Dans le sud, jusqu’à présent, nous constatons que certaines bombes tombent juste à côté des structures de santé, et par exemple, des vitres sont soufflées. Le 17 décembre, le service de maternité de l’hôpital Nasser a été touché par des tirs, un patient a été tué et d’autres ont été blessés. La semaine dernière, autour de l’hôpital européen, il y a eu des bombardements extrêmement intenses, de l'ordre d'une bombe toutes les minutes pendant des heures. Elles tombaient tout autour de l’hôpital. Cela rend l’accès extrêmement difficile et dangereux pour les Gazaouis qui cherchent à se faire soigner. 

Travailler dans un contexte aussi tendu que celui-ci est extrêmement difficile. Parmi notre personnel, nombreux sont ceux qui ont, eux aussi, été contraints de se déplacer. Pour la plupart, ils ont été obligés de fuir des zones de combats ou bombardées. Le niveau de stress de nos équipes est très élevé. Lorsque l’on passe une nuit à entendre le bruit des bombardements, même si on n’est pas directement touché, personne ne dort. Nous travaillons avec des équipes qui sont souvent traumatisées et, de toute façon, très affectées par toute cette situation.

▶ _Consigne_: Recopiez fidèlement le passage du texte sur les hôpitaux de Gaza qui va de « Travailler dans un » jusqu'à « toute cette situation. » inclus.

▶ _Données fournies_:
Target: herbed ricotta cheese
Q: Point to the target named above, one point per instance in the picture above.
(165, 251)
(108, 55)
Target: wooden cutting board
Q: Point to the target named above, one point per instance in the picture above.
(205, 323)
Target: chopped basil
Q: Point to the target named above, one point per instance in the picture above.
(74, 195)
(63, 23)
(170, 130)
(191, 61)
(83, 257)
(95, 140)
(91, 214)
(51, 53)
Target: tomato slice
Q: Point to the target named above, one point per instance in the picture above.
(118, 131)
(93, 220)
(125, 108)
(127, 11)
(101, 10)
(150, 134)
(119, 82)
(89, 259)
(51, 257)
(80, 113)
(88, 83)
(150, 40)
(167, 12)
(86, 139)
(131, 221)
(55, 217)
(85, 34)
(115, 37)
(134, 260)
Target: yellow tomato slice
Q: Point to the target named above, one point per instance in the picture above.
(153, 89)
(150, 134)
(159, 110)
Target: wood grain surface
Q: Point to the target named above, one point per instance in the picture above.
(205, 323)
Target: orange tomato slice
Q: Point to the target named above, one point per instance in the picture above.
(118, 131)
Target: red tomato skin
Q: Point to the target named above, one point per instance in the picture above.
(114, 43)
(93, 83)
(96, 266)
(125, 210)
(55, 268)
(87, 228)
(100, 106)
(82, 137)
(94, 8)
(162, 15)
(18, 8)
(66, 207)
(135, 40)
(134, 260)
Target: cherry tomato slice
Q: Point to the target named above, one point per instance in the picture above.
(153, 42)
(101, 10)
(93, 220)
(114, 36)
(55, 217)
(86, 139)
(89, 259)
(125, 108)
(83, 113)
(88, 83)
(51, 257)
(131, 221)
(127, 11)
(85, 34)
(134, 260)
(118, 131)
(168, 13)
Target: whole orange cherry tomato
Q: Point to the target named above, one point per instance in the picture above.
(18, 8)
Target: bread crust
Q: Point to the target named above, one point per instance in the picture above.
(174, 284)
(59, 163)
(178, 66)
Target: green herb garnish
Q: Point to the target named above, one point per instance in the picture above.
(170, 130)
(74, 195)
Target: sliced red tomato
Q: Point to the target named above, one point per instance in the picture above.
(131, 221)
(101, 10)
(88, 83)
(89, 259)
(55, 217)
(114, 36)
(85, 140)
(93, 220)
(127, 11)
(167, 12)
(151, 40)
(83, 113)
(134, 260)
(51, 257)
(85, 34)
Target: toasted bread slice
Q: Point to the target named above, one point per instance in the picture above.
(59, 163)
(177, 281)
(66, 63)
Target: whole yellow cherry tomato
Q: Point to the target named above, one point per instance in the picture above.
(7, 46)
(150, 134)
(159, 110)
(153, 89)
* * *
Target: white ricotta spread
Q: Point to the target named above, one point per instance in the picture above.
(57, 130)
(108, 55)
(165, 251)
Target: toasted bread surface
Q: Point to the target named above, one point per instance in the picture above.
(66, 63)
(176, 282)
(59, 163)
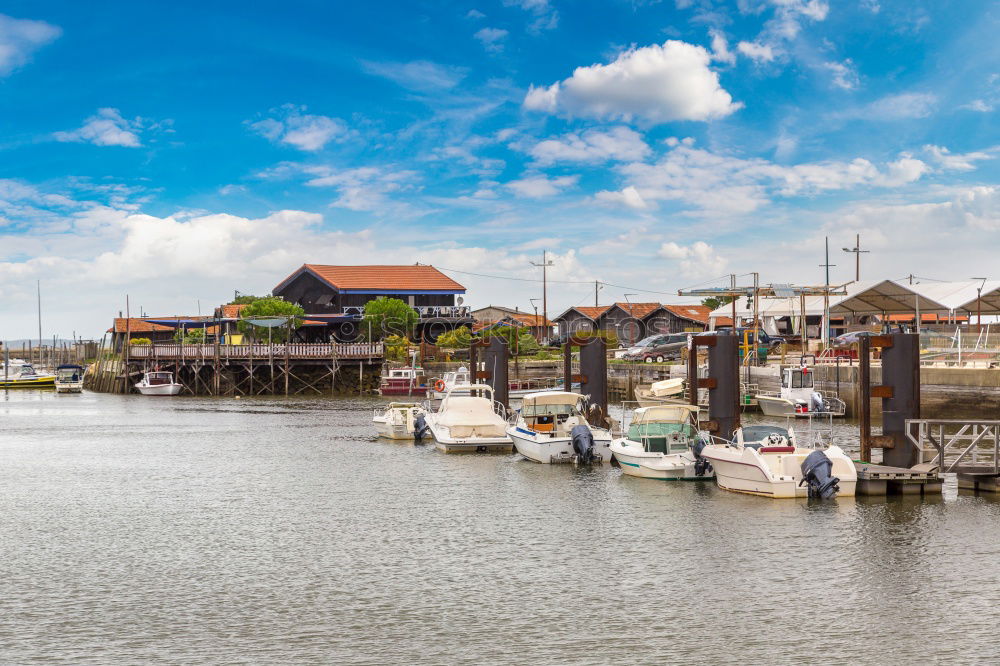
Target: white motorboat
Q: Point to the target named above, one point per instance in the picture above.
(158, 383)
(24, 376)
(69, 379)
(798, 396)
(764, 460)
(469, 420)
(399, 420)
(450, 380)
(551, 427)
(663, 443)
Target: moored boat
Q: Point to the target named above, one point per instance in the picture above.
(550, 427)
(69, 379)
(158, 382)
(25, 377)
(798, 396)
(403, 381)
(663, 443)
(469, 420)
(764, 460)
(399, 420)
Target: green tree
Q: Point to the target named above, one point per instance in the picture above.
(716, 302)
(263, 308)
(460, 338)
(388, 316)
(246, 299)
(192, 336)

▶ _Réponse attendue_:
Travailler dans un contexte aussi tendu que celui-ci est extrêmement difficile. Parmi notre personnel, nombreux sont ceux qui ont, eux aussi, été contraints de se déplacer. Pour la plupart, ils ont été obligés de fuir des zones de combats ou bombardées. Le niveau de stress de nos équipes est très élevé. Lorsque l’on passe une nuit à entendre le bruit des bombardements, même si on n’est pas directement touché, personne ne dort. Nous travaillons avec des équipes qui sont souvent traumatisées et, de toute façon, très affectées par toute cette situation.